What you will do - Each line in the entries that has the word "giraffe" has to be copied.

(Region pointing data)
═══

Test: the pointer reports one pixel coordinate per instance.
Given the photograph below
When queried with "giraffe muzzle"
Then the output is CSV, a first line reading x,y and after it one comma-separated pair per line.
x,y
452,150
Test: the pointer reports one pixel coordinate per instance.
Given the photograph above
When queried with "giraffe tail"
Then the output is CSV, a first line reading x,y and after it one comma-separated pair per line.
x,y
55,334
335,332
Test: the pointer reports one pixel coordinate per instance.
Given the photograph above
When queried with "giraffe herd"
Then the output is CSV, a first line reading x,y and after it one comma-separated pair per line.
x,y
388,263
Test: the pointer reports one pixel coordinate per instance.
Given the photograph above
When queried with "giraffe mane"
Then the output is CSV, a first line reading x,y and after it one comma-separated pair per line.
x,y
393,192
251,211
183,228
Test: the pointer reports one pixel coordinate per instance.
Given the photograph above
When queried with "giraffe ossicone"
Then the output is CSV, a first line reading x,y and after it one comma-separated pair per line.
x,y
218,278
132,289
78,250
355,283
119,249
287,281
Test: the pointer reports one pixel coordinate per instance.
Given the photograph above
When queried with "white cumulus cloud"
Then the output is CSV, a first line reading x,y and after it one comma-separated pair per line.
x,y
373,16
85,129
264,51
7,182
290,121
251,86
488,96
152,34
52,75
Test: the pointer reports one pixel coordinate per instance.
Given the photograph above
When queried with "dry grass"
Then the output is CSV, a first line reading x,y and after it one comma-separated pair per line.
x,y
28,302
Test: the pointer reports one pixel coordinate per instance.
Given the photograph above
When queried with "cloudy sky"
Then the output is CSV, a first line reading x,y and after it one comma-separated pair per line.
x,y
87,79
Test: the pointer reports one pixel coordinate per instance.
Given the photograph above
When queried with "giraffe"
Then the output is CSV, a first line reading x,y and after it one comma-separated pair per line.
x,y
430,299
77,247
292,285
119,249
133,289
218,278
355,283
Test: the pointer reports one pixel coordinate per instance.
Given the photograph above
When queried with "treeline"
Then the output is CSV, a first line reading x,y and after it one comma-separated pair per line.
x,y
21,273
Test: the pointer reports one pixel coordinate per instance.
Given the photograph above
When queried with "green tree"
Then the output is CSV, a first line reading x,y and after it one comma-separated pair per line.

═══

Response for this exercise -
When queried with "giraffe muzzle"
When queried with "giraffe tail"
When queried with "giraffe herd"
When queried with "giraffe mane"
When queried with "giraffe ossicone"
When queried with "giraffe"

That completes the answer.